In the Name of the Father and of the Son and of the Holy Spirit, one God. Amen. Dear beloved, Christ is Risen! We remember the second bishop of Jerusalem, Apostle St Symeon the Kinsman of our Lord, after Holy Apostle St James the first bishop was martyred. Holy Apostle of the Seventy, St Symeon, father among the saints, pray for us!
The holy St Symeon was the son of Cleopas, the younger brother of St Joseph the Betrothed. When St Symeon was a teenager, he witnessed the miracles of Jesus Christ our Lord, and believed. Eventually he became one of the 70 Holy Disciples. When the first bishop of Jerusalem the Holy Apostle St James was martyred, the faithful elected St Symeon as the bishop. We read of St Symeon from Holy Scripture, “Now there were in the church that was at Antioch certain prophets and teachers; as Barnabas, and Symeon that was called Niger, and Lucius of Cyrene, and Manaen, which had been brought up with Herod the tetrarch, and Saul” (Acts 13:1). When the saint was 100 years old, he was seized by pagans, tortured over a long period of time, and crucified.
One of the hallmarks of Christianity is the love of God, and God’s commandment for us to love one another. Love is profound, because the love of God transcends all things, and permeates to all His creation. Although God loves all His creation, He has also gifted us with free will to reject His Grace and Mercy, or to embrace and accept His Grace, Mercy and Love, abandoning and shedding all our pretensions and shackles.

------------------------

Would you transcribe everything in the passage on St Symeon from "The holy St" down to "time, and crucified.", word for word?

Data section:
------------------------

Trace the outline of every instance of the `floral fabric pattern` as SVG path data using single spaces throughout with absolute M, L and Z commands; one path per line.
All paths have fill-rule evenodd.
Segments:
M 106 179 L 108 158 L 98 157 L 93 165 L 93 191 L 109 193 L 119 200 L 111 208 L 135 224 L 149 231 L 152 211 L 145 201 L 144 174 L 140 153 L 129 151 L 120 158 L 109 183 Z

------------------------

Written answer:
The holy St Symeon was the son of Cleopas, the younger brother of St Joseph the Betrothed. When St Symeon was a teenager, he witnessed the miracles of Jesus Christ our Lord, and believed. Eventually he became one of the 70 Holy Disciples. When the first bishop of Jerusalem the Holy Apostle St James was martyred, the faithful elected St Symeon as the bishop. We read of St Symeon from Holy Scripture, “Now there were in the church that was at Antioch certain prophets and teachers; as Barnabas, and Symeon that was called Niger, and Lucius of Cyrene, and Manaen, which had been brought up with Herod the tetrarch, and Saul” (Acts 13:1). When the saint was 100 years old, he was seized by pagans, tortured over a long period of time, and crucified.